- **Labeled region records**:

================================

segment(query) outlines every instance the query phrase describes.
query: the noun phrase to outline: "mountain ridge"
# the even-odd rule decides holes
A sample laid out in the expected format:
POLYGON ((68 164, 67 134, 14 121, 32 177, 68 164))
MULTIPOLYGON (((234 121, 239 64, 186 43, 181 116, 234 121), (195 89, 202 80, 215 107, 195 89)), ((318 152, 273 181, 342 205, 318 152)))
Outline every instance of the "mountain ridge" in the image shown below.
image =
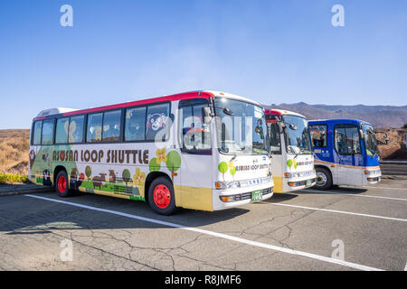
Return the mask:
POLYGON ((402 127, 407 123, 405 106, 366 106, 366 105, 310 105, 306 102, 281 103, 265 108, 291 110, 305 116, 308 119, 355 118, 366 121, 374 126, 402 127))

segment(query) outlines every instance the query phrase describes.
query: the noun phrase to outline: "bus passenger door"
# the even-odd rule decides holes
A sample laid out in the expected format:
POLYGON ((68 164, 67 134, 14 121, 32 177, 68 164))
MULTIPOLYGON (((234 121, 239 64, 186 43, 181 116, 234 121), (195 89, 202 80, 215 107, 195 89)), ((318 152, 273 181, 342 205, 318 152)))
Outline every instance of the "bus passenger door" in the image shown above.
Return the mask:
POLYGON ((335 126, 335 150, 338 163, 337 184, 360 185, 363 157, 357 126, 335 126))
POLYGON ((213 210, 212 139, 210 125, 204 123, 206 99, 180 101, 178 139, 181 146, 182 207, 213 210))

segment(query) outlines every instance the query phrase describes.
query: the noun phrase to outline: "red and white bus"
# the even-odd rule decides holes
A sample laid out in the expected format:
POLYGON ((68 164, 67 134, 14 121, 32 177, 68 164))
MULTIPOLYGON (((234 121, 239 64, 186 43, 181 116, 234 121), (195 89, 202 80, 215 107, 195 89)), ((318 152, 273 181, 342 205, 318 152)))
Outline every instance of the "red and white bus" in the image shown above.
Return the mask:
POLYGON ((272 196, 260 103, 193 91, 89 109, 52 108, 33 119, 29 179, 176 208, 217 210, 272 196))

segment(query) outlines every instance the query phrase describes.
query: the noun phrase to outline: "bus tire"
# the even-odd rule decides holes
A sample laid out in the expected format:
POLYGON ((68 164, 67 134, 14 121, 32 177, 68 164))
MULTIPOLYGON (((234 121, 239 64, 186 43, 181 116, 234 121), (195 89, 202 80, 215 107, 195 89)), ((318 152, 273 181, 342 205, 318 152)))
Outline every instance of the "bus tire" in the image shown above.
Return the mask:
POLYGON ((55 179, 55 191, 58 196, 62 198, 66 198, 71 195, 68 174, 63 170, 58 172, 55 179))
POLYGON ((173 183, 166 177, 155 179, 148 188, 148 204, 160 215, 171 215, 176 210, 173 183))
POLYGON ((328 190, 332 187, 331 172, 323 167, 316 167, 317 182, 314 188, 317 190, 328 190))

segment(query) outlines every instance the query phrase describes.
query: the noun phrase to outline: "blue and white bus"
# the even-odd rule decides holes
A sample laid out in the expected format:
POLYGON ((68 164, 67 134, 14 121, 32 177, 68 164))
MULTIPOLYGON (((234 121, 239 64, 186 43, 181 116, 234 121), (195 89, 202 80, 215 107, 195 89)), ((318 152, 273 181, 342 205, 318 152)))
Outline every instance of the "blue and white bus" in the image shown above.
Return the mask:
POLYGON ((356 119, 308 122, 317 172, 316 189, 333 185, 364 186, 381 181, 374 127, 356 119))

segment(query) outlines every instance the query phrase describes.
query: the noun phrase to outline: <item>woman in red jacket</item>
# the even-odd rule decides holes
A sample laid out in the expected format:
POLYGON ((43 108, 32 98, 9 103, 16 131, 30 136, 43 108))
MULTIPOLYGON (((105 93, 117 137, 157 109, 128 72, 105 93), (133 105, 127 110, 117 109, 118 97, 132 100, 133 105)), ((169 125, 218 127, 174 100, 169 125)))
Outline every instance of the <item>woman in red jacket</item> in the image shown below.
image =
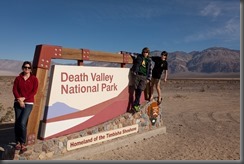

================================

- **EXERCISE REQUIREMENTS**:
Swap "mountain ridge" for "rocky ridge" in the lines from the first one up to and including the line with "POLYGON ((402 127, 407", leaving everything else in them unchanged. Give back only those lines, and leave the pictures out.

- **PROBLEM SOLUTION**:
segment(query) outlines every instance the query phrase describes.
query: the noun phrase to outline: "rocky ridge"
# the even-odd rule decides holes
A sample laid out in the expected format:
POLYGON ((68 164, 67 134, 14 121, 32 177, 68 164))
MULTIPOLYGON (((234 121, 239 64, 186 43, 181 116, 234 121), (195 89, 202 80, 215 107, 195 89)), ((318 152, 273 181, 342 205, 318 152)))
Outline every instance of the "rocky ridge" in the image shown below.
image =
Return the mask:
POLYGON ((402 127, 407 123, 405 106, 366 106, 366 105, 310 105, 306 102, 281 103, 265 108, 291 110, 305 116, 308 119, 355 118, 366 121, 374 126, 402 127))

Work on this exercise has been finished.